[Bounding-box records]
## Start

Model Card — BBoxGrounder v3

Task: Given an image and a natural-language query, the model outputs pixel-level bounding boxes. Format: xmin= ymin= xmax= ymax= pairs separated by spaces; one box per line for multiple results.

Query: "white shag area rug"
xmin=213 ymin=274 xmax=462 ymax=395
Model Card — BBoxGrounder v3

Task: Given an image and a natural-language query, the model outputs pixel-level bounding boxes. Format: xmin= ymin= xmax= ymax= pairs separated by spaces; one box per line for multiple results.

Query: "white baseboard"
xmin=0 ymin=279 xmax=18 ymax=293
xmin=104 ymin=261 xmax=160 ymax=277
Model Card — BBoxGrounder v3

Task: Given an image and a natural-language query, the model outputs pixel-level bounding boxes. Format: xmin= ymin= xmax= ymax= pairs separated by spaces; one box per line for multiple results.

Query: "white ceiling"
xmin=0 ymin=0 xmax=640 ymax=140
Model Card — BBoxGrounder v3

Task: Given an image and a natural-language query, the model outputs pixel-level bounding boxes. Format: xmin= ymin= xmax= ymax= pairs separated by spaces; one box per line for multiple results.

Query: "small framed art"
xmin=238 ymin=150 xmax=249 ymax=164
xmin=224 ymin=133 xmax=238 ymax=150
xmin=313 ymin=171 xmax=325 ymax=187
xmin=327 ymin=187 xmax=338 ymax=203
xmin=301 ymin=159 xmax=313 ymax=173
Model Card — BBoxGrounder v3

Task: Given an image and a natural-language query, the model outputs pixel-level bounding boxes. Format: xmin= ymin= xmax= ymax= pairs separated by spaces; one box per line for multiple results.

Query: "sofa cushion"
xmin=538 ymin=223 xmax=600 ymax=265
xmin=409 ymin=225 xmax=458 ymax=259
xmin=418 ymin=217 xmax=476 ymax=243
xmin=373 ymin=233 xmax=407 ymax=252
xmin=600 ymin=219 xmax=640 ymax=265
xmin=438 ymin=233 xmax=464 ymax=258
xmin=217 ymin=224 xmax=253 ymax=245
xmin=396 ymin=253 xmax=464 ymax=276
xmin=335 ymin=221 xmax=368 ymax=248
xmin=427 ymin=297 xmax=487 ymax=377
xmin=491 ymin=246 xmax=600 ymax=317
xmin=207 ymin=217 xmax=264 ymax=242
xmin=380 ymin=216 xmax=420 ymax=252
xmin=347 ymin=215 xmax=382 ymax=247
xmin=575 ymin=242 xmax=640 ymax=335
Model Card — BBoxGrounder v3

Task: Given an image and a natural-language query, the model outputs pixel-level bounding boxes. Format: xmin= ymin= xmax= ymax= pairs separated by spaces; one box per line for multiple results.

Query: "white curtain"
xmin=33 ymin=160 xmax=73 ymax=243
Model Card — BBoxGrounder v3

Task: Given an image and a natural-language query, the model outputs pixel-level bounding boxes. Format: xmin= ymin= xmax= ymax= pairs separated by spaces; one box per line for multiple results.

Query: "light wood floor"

## End

• **Given exercise**:
Reproduce all of the data above word for word, keeping every line unchanged.

• **Problem solution**:
Model Card — BBoxGrounder v3

Task: Given an image and a natural-language query, the model outputs pixel-level bounding boxes. Format: xmin= ymin= xmax= ymax= pairs separated by spaces; one box per line for multiple results.

Query: "white shag area rug"
xmin=213 ymin=274 xmax=462 ymax=395
Model Card — BBoxGrounder v3

Task: Given an image and a natural-language query, the model outputs pixel-level bounding boxes. Format: xmin= ymin= xmax= ymax= pairs separated by spaces; one box per line for multiple results.

Query: "white baseboard"
xmin=0 ymin=279 xmax=18 ymax=293
xmin=104 ymin=261 xmax=160 ymax=277
Model Card — BBoxGrounder v3

Task: Given an image and a natural-language query, the model outputs pixel-level bounding boxes. Format: xmin= ymin= xmax= ymax= pairs separated by spaces; one box per line for multiple results.

Query: "white ceiling"
xmin=0 ymin=0 xmax=640 ymax=140
Model Card — BBoxGrounder v3

Task: Given an image and a natural-language query, the model outputs pixel-level bounding boxes. Format: xmin= ymin= xmax= ymax= pairs separated by spaces; one box per line for multiple results.

Query: "small framed art"
xmin=238 ymin=150 xmax=249 ymax=164
xmin=224 ymin=133 xmax=238 ymax=150
xmin=313 ymin=171 xmax=325 ymax=187
xmin=327 ymin=187 xmax=338 ymax=203
xmin=301 ymin=159 xmax=313 ymax=173
Model Card — BBoxGrounder v3

Task: Given an image and a natural-language query, the model outputs pixel-level bounding boxes. Format: xmin= ymin= xmax= ymax= pairs separated by spaces; one box per line for multiple results.

Query: "sofa cushion"
xmin=538 ymin=223 xmax=600 ymax=265
xmin=409 ymin=225 xmax=458 ymax=259
xmin=418 ymin=217 xmax=476 ymax=243
xmin=373 ymin=233 xmax=407 ymax=252
xmin=600 ymin=219 xmax=640 ymax=265
xmin=438 ymin=233 xmax=464 ymax=258
xmin=217 ymin=224 xmax=253 ymax=245
xmin=396 ymin=253 xmax=464 ymax=276
xmin=335 ymin=221 xmax=368 ymax=248
xmin=427 ymin=297 xmax=487 ymax=377
xmin=491 ymin=246 xmax=600 ymax=317
xmin=207 ymin=217 xmax=264 ymax=242
xmin=380 ymin=216 xmax=420 ymax=252
xmin=347 ymin=215 xmax=382 ymax=247
xmin=575 ymin=242 xmax=640 ymax=335
Model Card — BBoxGrounder v3

Task: Given an image and a natural-language query, the model outputs pixel-level bounding boxes. Format: xmin= ymin= xmax= ymax= pairs separated by spaces; one box per line for multiple results.

Query: "white curtain"
xmin=33 ymin=160 xmax=73 ymax=243
Model Card — BBoxGrounder v3

Task: Given an image and a natural-language query, the model outputs pixel-level bounding boxes. Format: xmin= ymin= xmax= ymax= pairs separated by spaces; one box per line for multiple results.

Query: "light wood floor"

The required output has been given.